§ **Entries for pointing and labeling**
+--

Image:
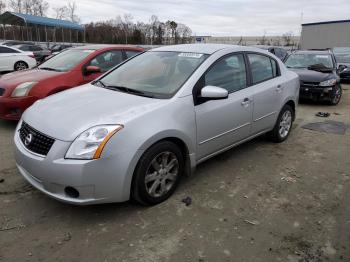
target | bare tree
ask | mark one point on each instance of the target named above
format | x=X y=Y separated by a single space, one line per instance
x=72 y=10
x=288 y=38
x=61 y=12
x=16 y=5
x=2 y=6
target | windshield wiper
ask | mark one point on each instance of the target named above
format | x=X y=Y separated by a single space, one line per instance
x=99 y=83
x=50 y=69
x=128 y=90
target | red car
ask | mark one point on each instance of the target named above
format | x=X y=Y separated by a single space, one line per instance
x=70 y=68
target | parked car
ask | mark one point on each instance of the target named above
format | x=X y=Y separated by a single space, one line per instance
x=55 y=49
x=317 y=70
x=137 y=129
x=12 y=59
x=39 y=52
x=14 y=42
x=277 y=51
x=342 y=56
x=66 y=70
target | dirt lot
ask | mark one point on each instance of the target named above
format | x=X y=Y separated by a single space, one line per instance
x=258 y=202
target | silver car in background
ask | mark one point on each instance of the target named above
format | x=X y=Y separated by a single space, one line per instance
x=137 y=129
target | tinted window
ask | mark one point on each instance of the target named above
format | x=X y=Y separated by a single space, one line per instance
x=131 y=53
x=261 y=68
x=65 y=61
x=228 y=73
x=107 y=60
x=4 y=50
x=35 y=48
x=304 y=60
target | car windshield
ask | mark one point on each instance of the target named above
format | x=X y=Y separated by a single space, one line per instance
x=341 y=50
x=343 y=58
x=66 y=61
x=307 y=60
x=156 y=74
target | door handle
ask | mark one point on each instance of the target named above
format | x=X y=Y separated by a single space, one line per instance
x=279 y=88
x=245 y=102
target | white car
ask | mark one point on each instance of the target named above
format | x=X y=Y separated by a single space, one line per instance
x=12 y=59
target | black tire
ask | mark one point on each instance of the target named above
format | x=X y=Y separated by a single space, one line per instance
x=336 y=95
x=275 y=134
x=20 y=65
x=139 y=192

+--

Give as a numbered list the lines of the data from the line containing "target | car windshield" through the end of the data, inclusive, leaving out any blank lines.

1. target | car windshield
2. ask | mark one point on each instance of the target named above
3. format | x=X y=Y separated by a single space, one line per instance
4. x=341 y=50
5. x=343 y=58
6. x=66 y=61
7. x=307 y=60
8. x=156 y=74
9. target | door handle
10. ask | mark one point on each instance of the target named above
11. format | x=X y=Y separated by a single space, one line per instance
12. x=279 y=88
13. x=245 y=102
14. target | white car
15. ask | mark one point on each instance of the target named above
16. format | x=X y=Y separated by a single space, one line per instance
17. x=12 y=59
18. target | black tire
19. ask | mark one point on each instance of the target named above
20. format | x=X y=Y separated by a single space, one line per instance
21. x=336 y=95
22. x=275 y=134
23. x=20 y=65
24. x=139 y=192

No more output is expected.